Monetary policy outlook clouded by wavering Federal Reserve
The current path of the Bank of Thailand (BOT)’s monetary policy normalisation will be milder than in past cycles, with future policy deliberations highly data dependent. Given the stable GDP growth outlook for Thailand (CGS-CIMB: +4.0% in 2019F), one further interest rate hike to 2.00% by end-2019F is warranted to create policy space and address the central bank’s concerns over financial stability, in our view. However, risks to our forecast include slower external demand, tepid inflation and more recently, the Federal Reserve’s increasingly dovish stance on further US interest rate hikes.

 

Originally published by CIMB Research and Economics on 20 March 2019.

CARI Captures 396



 

ASEAN-ROK

South Korean banks enjoy brisk earnings in Southeast Asia
(19 March 2019) South Korean banks operating in Southeast Asia reported significant growth in 2018, notably in Vietnam, Indonesia and Singapore, according to a South Korean Financial Supervisory Service (FSS) report published on March 19. The net incomes of 12 banks operating in the region doubled from US$61 million in 2017 to US$131.8 million in 2018. Specifically, the combined net income of the 12 banks operating in Vietnam grew from US$5.72 billion in 2017 to US$6.43 billion in 2018, while their combined earnings in Singapore grew by 17.2% in 2018. Meanwhile, South Korean President Moon Jae-in recapped his recent three-country tour in Southeast Asia during a cabinet meeting and stressed the importance of cultivating relations with the ASEAN bloc.

CAMBODIA-ROK

Cambodia and South Korea agree to enhance bilateral cooperation
(18 March 2019) South Korean President Moon Jae-in’s state visit to Cambodia from March 14 to 16 concluded with the inking of seven agreements between the parties to increase bilateral cooperation in several areas, according to a statement by the Cambodian Ministry of Foreign Affairs and International Cooperation. This included agreements on double taxation prevention, increased market access for Cambodian goods into South Korea, loan agreements and frameworks, as well as memoranda of understanding on various areas of cooperation. According to data from the Korean Export-Import Bank, the country’s investments in Cambodia are primarily in real estate (29%), banking and finance (21%), construction (18%), manufacturing (15%), and agriculture (4%). Bilateral trade between the countries saw an 11% increase last year, reaching US$975 million.

* _Dataset content_:
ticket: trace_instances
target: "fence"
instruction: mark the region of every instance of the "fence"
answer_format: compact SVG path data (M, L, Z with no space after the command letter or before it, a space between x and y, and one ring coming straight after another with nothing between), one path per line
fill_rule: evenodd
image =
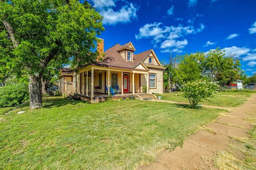
M227 90L254 90L255 91L256 86L255 85L252 86L221 86L220 90L222 91L226 91Z

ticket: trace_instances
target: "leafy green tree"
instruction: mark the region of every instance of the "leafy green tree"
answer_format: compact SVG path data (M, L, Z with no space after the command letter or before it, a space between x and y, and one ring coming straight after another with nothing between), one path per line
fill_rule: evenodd
M229 85L240 77L240 61L232 57L224 57L225 51L218 47L211 50L202 63L203 74L212 82Z
M196 80L183 84L181 89L182 96L188 99L191 107L194 108L198 103L208 98L212 98L218 86L214 82Z
M256 83L256 73L254 74L253 76L248 78L247 82L248 83Z
M0 71L28 75L30 109L42 106L41 79L50 61L71 60L75 68L96 60L102 19L86 1L0 0Z
M179 84L188 81L193 81L202 78L202 61L204 60L205 54L197 52L188 55L177 57L180 61L174 71L174 79Z
M164 61L163 62L163 66L166 68L164 71L164 87L168 87L168 92L172 91L171 86L172 82L174 82L174 72L177 66L176 59L174 57L172 53L168 57L168 64L166 64Z
M53 78L59 75L60 70L62 66L62 64L61 63L52 60L45 68L41 78L42 94L47 93L47 88L49 83Z

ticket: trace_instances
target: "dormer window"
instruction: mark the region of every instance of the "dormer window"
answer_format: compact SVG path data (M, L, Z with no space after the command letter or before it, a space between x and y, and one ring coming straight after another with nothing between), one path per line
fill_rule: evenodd
M129 51L127 51L127 61L132 61L132 52Z
M149 64L153 64L153 58L148 57L148 63Z

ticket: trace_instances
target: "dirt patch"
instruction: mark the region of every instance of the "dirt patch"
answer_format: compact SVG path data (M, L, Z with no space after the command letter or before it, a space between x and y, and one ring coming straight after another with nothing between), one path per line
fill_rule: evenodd
M212 165L209 158L216 155L217 151L230 151L230 146L238 145L232 139L234 138L230 137L248 137L247 133L254 128L245 120L256 115L256 105L251 100L256 100L256 94L252 95L244 104L228 108L229 113L225 113L196 134L190 135L184 141L182 148L177 147L171 152L169 150L163 150L154 162L141 165L138 169L218 169Z

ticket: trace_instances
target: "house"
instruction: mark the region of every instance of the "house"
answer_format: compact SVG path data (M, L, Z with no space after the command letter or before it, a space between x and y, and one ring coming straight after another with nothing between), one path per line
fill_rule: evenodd
M104 40L97 45L98 51L104 51ZM162 94L163 67L153 49L136 54L131 42L121 45L116 44L107 49L101 61L98 61L80 67L77 73L62 68L59 77L60 93L69 96L76 93L95 100L97 94L108 93L106 85L114 88L118 85L121 95L142 93L146 86L146 93ZM108 90L108 96L109 96ZM107 96L107 95L105 95Z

* _Task goal_: Does each statement below agree with the news excerpt? Answer yes or no, and quote the deciding words. (a) The Bank of Thailand's current policy normalization path is expected to be milder than in past cycles. (b) Moon Jae-in's state visit to Cambodia ended with the signing of five agreements. (c) Bilateral trade between Cambodia and South Korea fell last year. The lines are separate material with no connection to the news excerpt.

* _Finished answer_:
(a) Yes: "The current path of the Bank of Thailand (BOT)’s monetary policy normalisation will be milder than in past cycles"
(b) No: "concluded with the inking of seven agreements"
(c) No: "Bilateral trade between the countries saw an 11% increase last year, reaching US$975 million."